Passage to read:
▼▼▼

How The Pros Do It
Facebook Operations – A Day In The Life by Tom Cook
Facebook has been very open about their operations and it’s great for everyone. This session is packed way past capacity. Should be interesting. My comments are in italics.
Every day, 16 billion minutes are spent on Facebook worldwide. It started in Zuckerberg’s dorm room and now is super huge, with tens of thousands of servers and its own full scale Oregon data center in progress.
So what serves the site? It’s rerasonably straightforward. Load balancer, web servers, services servers, memory cache, database. THey wrote and 100% use use HipHop for PHP, once they outgrew Apache+mod_php – it bakes php down to compiled C++. They use loads of memcached, and use sharded mySQL for the database. OS-wise it’s all Linux – CentOS 5 actually.
All the site functionality is broken up into separate discrete services – news, search, chat, ads, media – and composed from there.
They do a lot with systems management. They’re going to focus on deployment and monitoring today.
They see two sides to systems management – config management and on demand tools. And CM is priority 1 for them (and should be for you). No shell scripting/error checking to push stuff. There are a lot of great options out there to use – cfengine, puppet, chef. They use cfengine 2! Old school alert! They run updates every 15 minutes (each run only takes like 30s).
It means it’s easy to make a change, get it peer reviewed, and push it to production. Their engineers have fantastic tools and they use those too (repo management, etc.)
On demand tools do deliberate fix or data gathering. They used to use dsh but don’t think stuff like capistrano will help them. They wrote their own! He ran a uname -a across 10k distributed hosts in 18s with it.
Up a layer to deployments. Code is deployed two ways – there’s front end code and back end deployments. The Web site, they push at least once a day and sometimes more. Once a week is new features, the rest are fixes etc. It’s a pretty coordinated process.
Their push tool is built on top of the mystery on demand tool. They distribute the actual files using an internal BitTorrent swarm, and scaling issues are nevermore! Takes 1 minute to push 100M of new code to all those 10k distributed servers. (This doesn’t include the restarts.)
On the back end, they do it differently. Usually you have engineering, QA, and ops groups and that causes slowdown. They got rid of the formal QA process and instead built that into the engineers. Engineers write, debug, test, and deploy their own code. This allows devs to see response quickly to subsets of real traffic and make performance decisions – this relies on the culture being very intense. No “commit and quit.” Engineers are deeply involved in the move to production. And they embed ops folks into engineering teams so it’s not one huge dev group interfacing with one huge ops group. Ops participates in architectural decisions, and better understand the apps and its needs. They can also interface with other ops groups more easily. Of course, those ops people have to do monitoring/logging/documentation in common.
Change logging is a big deal. They want the engineers to have freedom to make changes, and just log what is going on. All changes, plus start and end time. So when something degrades, ops goes to that guy ASAP – or can revert it themselves. They have a nice internal change log interface that’s all social. It includes deploys and “switch flips”.

▲▲▲

Listing:
▼▼▼

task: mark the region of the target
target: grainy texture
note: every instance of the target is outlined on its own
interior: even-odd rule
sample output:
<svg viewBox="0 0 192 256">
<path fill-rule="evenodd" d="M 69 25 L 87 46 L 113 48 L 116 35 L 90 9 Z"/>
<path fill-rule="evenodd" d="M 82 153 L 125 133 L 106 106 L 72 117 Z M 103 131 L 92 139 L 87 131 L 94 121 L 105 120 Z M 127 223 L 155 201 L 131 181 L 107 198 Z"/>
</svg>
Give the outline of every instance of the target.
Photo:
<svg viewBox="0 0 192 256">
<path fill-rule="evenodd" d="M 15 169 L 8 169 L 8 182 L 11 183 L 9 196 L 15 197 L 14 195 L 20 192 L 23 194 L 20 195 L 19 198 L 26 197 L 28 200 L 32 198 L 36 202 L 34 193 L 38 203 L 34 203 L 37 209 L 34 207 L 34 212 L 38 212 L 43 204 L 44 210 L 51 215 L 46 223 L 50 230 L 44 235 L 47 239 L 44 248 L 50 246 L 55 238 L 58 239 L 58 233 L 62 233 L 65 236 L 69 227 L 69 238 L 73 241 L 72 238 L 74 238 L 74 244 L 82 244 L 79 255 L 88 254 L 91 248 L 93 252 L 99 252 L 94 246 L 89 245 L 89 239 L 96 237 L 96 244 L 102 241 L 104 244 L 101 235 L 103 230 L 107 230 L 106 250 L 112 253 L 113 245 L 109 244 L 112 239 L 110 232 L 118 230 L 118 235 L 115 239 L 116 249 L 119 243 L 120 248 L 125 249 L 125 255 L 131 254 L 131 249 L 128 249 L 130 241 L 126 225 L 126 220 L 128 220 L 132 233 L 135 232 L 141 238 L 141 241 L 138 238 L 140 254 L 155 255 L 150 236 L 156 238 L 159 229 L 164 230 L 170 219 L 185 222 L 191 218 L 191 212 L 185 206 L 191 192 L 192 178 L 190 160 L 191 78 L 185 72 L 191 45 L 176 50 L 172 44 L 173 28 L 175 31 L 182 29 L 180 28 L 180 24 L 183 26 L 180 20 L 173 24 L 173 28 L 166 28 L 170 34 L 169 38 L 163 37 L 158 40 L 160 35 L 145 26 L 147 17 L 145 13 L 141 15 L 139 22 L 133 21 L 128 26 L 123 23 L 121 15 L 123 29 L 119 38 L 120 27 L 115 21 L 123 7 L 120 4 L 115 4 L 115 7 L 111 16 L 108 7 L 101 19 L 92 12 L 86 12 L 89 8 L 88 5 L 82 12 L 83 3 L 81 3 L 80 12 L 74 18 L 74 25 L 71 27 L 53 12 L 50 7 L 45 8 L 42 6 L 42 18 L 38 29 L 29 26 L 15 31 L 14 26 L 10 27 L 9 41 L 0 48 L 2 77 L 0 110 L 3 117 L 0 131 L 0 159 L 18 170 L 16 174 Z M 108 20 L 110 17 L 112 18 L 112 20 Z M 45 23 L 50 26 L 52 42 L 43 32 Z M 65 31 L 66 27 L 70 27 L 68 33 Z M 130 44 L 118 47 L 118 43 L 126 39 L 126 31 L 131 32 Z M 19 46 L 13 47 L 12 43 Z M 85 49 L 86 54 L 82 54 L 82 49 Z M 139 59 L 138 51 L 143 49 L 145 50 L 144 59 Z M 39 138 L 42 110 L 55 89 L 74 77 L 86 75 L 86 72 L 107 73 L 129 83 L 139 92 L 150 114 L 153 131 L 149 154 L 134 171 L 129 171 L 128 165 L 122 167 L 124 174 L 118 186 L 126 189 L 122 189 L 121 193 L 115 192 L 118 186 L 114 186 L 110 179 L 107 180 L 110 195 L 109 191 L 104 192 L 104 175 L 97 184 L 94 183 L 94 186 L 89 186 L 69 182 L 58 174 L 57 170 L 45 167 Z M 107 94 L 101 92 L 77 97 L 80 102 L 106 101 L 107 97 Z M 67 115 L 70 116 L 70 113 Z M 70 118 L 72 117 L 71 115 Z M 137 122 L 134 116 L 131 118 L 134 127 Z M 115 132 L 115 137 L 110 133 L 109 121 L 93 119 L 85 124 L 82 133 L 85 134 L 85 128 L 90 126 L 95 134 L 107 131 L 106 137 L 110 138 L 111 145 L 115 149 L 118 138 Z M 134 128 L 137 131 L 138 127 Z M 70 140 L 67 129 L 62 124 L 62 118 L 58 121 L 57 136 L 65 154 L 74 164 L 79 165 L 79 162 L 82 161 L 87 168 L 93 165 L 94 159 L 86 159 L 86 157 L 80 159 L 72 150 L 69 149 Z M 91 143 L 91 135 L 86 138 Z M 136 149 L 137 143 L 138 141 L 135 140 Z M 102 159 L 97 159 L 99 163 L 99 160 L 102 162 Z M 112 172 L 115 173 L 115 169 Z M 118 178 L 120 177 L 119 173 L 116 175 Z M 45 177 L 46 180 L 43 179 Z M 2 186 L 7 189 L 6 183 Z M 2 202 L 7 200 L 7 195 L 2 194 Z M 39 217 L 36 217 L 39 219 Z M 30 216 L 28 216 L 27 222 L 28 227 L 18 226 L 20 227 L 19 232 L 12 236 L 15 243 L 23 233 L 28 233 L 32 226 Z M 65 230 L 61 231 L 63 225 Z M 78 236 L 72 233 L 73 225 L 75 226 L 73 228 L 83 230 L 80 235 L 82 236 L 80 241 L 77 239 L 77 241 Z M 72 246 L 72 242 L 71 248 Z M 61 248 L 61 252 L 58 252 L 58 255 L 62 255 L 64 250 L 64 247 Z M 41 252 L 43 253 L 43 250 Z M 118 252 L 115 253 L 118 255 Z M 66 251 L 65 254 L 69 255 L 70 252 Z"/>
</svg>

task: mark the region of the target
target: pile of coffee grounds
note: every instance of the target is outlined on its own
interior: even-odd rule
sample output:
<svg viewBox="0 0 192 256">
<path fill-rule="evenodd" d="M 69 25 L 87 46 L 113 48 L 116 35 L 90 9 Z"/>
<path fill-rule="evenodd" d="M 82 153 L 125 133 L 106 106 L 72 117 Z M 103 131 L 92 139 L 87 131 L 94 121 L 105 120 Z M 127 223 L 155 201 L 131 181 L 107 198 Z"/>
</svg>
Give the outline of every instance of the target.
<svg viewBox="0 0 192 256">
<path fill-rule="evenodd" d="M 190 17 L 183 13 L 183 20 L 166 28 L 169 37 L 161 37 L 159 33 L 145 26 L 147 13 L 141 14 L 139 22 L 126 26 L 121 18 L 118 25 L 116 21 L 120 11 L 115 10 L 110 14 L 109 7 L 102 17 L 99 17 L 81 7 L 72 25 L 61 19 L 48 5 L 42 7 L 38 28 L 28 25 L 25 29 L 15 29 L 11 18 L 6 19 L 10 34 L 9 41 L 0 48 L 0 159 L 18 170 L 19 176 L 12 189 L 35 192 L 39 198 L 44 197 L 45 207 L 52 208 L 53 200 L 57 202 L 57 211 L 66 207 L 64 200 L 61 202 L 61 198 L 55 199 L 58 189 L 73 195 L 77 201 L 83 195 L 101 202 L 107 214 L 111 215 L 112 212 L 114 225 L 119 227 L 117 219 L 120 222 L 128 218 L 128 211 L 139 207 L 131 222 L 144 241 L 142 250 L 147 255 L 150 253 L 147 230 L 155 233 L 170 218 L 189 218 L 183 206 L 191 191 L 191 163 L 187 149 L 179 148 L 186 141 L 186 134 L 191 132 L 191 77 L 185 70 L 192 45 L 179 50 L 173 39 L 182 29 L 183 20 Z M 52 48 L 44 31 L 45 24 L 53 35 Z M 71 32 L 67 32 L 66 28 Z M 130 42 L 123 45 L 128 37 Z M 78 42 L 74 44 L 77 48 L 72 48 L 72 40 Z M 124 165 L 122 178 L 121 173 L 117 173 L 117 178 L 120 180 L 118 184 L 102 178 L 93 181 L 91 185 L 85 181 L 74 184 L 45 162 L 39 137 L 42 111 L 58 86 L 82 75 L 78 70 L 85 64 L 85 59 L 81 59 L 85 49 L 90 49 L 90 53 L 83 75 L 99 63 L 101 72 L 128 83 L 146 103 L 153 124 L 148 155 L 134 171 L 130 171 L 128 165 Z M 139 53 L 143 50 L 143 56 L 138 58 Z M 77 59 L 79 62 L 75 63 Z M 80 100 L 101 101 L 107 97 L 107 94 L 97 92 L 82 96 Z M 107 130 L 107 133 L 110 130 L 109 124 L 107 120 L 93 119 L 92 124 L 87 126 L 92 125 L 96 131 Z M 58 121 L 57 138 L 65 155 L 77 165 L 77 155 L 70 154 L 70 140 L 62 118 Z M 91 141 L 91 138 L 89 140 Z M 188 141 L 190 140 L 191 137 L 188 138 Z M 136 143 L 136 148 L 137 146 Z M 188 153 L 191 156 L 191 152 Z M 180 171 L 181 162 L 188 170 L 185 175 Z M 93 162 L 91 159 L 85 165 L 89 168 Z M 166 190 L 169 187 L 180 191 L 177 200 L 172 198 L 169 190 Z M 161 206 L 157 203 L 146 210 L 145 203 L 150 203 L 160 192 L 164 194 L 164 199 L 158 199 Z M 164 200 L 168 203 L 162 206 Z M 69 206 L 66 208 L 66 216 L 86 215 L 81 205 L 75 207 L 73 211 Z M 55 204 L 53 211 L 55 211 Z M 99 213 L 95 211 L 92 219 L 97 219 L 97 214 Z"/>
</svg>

▲▲▲

Required actions:
**A.** Repeat the part of the Facebook operations notes starting with "Their push tool" and going on through "include the restarts.)".
**B.** Summarize the Facebook operations notes in two sentences.
**C.** Answer these questions from the Facebook operations notes, one per line:
(i) How often does Facebook run its configuration management updates?
(ii) What does the push tool use to distribute the actual files?
(iii) Which Linux distribution does Facebook run?

Problem solutions:
**A.**
Their push tool is built on top of the mystery on demand tool. They distribute the actual files using an internal BitTorrent swarm, and scaling issues are nevermore! Takes 1 minute to push 100M of new code to all those 10k distributed servers. (This doesn’t include the restarts.)

**B.** Facebook serves its site with load balancers, web servers, services servers, memcached, and sharded MySQL on CentOS 5 Linux, using HipHop for PHP to compile PHP into C++. Its operations rely on cfengine 2 configuration management run every 15 minutes, a home-built on-demand tool, front-end code pushes at least once a day through an internal BitTorrent swarm, and engineers who write, test, and deploy their own code alongside embedded ops staff, with all changes logged.

**C.**
(i) Every 15 minutes.
(ii) An internal BitTorrent swarm.
(iii) CentOS 5.